### TEXT PASSAGE

Temple Bright advises managing agent Remus on “challenging” fire safety remediation project


Bristol and London law firm Temple Bright is advising national property managing agent Remus Management on fire safety remediation work at a development in Essex that involves removing and replacing its cladding.

Temple Bright construction partner Julia Davenport-Cooper leads the advice to Remus.

In 2022 Julia advised the owners of the Union Wharf development of 107 flats in Hoxton, East London, on a project to remove unsafe, non-ACM (aluminium composite material) cladding systems.

The project was one of the first to receive funding under the government’s Building Safety Fund, established after the 2017 Grenfell tragedy.

The Remus remediation project, which is described as “challenging”, relates to The Waterfront in Chelmsford, a property valued at more than £18m.

The work is being financed under a further government scheme – the Developer’s Pledge, introduced by Michael Gove’s DLUHC (Department for Levelling Up, Housing and Communities).

This pledge, introduced in last year, established protection for leaseholders as to the costs of remediation, with developers signing a pledge (and contracts) committing to remediate life critical fire safety works in buildings over 11m tall that they have played a role in developing or refurbishing over the past 30 years.

The Chelmsford project developer Taylor Wimpey has implemented a two-phase contractual structure with Remus.

Under the first phase, it puts Remus in funds to develop the design and specification of remediation works, enabling the block to comply with new fire safety regulations.

### JOB
Please carry on the news article about Temple Bright advising Remus on the Chelmsford cladding remediation, picking up right after its last sentence.

### GIVEN INFORMATION
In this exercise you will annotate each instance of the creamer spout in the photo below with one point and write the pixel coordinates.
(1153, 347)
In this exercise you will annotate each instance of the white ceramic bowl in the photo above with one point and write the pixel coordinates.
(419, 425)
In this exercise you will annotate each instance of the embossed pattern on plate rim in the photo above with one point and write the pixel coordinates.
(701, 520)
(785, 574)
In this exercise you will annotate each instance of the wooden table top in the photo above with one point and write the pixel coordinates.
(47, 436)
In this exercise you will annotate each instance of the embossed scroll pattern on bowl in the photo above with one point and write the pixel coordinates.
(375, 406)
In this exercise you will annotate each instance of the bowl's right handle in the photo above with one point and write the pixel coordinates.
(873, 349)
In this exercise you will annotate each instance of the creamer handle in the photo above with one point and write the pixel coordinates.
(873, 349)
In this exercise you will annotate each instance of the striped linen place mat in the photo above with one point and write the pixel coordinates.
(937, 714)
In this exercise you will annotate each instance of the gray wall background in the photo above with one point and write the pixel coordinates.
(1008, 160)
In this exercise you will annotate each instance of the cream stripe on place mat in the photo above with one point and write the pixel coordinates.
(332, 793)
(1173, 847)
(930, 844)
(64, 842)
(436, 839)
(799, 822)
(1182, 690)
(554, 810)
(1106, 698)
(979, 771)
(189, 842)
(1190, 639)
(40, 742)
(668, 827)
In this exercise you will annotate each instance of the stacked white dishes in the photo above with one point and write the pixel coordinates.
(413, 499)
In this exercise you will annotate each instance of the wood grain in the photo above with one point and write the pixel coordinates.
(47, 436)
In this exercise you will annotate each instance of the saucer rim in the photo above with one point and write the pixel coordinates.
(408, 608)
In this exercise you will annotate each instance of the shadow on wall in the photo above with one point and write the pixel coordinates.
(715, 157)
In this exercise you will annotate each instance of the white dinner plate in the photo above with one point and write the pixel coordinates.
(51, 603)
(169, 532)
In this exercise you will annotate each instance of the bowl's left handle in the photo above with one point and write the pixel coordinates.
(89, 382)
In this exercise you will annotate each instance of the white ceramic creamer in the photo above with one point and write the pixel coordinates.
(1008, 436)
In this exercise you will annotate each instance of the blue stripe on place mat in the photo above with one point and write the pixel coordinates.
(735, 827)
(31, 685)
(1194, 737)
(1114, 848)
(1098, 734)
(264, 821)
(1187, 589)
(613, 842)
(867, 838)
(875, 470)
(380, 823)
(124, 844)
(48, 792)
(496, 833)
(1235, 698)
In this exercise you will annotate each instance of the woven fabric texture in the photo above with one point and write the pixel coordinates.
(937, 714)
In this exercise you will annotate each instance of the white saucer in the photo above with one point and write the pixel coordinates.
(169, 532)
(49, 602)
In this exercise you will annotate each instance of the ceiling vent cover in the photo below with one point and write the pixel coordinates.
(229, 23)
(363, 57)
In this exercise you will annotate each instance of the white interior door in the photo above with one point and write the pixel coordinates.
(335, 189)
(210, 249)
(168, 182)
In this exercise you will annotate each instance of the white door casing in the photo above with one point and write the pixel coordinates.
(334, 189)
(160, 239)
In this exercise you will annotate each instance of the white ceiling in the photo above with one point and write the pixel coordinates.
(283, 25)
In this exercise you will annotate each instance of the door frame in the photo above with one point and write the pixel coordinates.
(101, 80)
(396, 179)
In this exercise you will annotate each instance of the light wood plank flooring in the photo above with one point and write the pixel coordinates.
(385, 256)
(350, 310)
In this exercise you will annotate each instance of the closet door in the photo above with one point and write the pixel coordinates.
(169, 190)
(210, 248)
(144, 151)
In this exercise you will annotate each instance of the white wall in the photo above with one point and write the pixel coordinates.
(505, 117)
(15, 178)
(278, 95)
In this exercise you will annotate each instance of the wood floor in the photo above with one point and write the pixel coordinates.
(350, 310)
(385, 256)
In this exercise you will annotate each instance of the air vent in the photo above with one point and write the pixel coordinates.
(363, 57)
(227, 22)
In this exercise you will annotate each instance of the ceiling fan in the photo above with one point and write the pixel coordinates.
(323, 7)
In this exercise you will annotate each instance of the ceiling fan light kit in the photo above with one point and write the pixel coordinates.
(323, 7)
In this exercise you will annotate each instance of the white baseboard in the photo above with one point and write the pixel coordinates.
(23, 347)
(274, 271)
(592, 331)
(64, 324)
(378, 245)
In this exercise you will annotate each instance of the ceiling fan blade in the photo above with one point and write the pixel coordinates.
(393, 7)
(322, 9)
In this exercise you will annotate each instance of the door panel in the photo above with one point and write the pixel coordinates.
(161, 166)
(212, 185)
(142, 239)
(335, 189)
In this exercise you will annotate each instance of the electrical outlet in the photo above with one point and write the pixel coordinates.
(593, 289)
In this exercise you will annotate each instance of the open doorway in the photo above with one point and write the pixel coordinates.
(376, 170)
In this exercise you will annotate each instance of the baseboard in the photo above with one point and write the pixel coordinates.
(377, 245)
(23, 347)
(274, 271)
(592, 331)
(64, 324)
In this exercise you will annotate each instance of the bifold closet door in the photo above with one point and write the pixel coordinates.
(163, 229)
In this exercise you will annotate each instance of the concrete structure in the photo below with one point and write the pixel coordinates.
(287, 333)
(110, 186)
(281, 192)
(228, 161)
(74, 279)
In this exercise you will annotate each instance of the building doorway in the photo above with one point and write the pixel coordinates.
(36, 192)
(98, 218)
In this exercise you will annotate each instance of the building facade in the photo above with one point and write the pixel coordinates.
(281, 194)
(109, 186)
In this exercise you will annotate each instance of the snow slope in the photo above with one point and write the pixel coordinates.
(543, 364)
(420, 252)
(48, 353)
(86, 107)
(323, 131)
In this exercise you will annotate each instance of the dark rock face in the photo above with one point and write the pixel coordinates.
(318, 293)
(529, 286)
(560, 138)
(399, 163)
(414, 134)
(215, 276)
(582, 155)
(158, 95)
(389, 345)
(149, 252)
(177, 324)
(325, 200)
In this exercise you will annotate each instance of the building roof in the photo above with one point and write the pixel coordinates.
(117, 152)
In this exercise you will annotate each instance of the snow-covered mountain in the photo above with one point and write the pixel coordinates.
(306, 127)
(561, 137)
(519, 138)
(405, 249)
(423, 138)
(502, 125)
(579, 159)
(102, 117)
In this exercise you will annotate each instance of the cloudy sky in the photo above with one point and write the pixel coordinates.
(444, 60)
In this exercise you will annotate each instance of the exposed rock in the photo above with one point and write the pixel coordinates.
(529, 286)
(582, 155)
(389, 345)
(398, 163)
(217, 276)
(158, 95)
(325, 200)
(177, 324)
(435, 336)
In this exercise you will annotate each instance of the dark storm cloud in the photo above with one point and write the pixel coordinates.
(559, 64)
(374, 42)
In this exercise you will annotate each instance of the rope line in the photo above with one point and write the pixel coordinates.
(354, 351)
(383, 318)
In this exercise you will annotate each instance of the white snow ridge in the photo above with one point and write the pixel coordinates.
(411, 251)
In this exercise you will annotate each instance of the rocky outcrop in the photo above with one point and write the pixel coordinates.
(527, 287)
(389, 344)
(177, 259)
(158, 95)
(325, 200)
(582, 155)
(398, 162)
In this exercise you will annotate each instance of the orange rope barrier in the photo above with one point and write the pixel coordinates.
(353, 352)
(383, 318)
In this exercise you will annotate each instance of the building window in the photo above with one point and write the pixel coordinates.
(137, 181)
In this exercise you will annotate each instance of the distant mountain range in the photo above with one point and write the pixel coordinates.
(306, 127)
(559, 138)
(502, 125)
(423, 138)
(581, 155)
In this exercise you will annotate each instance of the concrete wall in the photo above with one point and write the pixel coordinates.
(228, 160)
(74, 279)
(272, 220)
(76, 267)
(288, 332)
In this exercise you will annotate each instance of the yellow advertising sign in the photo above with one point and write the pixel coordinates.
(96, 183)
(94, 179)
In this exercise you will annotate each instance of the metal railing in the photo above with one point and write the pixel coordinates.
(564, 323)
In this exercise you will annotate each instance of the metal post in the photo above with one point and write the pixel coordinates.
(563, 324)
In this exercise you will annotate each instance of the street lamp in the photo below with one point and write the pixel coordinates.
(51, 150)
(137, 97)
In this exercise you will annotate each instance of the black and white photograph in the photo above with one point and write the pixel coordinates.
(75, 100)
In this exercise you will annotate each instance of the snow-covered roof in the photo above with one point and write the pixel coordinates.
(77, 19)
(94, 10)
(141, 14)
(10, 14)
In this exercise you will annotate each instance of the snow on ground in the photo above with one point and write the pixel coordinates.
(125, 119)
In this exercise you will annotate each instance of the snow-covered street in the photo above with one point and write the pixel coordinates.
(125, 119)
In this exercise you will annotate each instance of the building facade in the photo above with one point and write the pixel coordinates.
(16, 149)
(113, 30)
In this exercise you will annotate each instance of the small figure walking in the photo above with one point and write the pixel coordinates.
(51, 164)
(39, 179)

### RESPONSE TO THE EXERCISE
Under the second, the developer provides funding for the works, which are now underway with a target completion date of mid-August.

The project is one of several on which Julia and Temple Bright are advising. Others include the Plaza 21 development in Swindon, a further Developer’s Pledge project for which the works contract has just been signed, and a series of Cladding Safety Scheme projects – the new name for what used to be called the mid-rise regime for buildings of 11-18 metres in height.

Temple Bright has three such projects either pending or proceeding.

Remus head of legal Rob Chapman said: “This has been a challenging project, given all parties have been working in uncharted territory in terms of the new fire safety legislation.

“We’ve nevertheless been able to work with Taylor Wimpey to agree the funding and delivery of a project that will ensure that the Waterfront fully complies with the latest fire safety legislation, and at no cost to the residents.

“We have relied heavily on Julia to negotiate and advise on the extensive documentation involved, and her combination of knowledge, professionalism and sense of humour have made the journey much more bearable.”

Julia added: “We are delighted to be working with Remus on this important project, in a sphere of the construction industry that has dramatically grown in the years since the Grenfell tragedy, with the welcome support of numerous government initiatives.

“There has been a great deal of activity arising from the need to urgently redress the threat to life in mid and high-rise residential developments.”

She said it was impressive how the industry had mobilised to address the risks exposed by Grenfell, and developers had committed to dealing thoroughly with risks caused by unsafe cladding.

“Temple Bright has been delighted to stand shoulder to shoulder with the directors and leaseholders to help ensure the previous failings in the sector which led to the deadly fire at Grenfell are remediated as swiftly as possible,” she added.

“Aside from the threat to life, leaseholders have often also had to deal with their buildings being uninsurable and being unable to sell/re-mortgage their properties.

“Industry data suggests that some 4,329 buildings in the mid-rise category need to be remediated, and many more in the high-rise category.

“On any measure this is a colossal undertaking for the sector and unsurprisingly has become a large and growing part of our practice.”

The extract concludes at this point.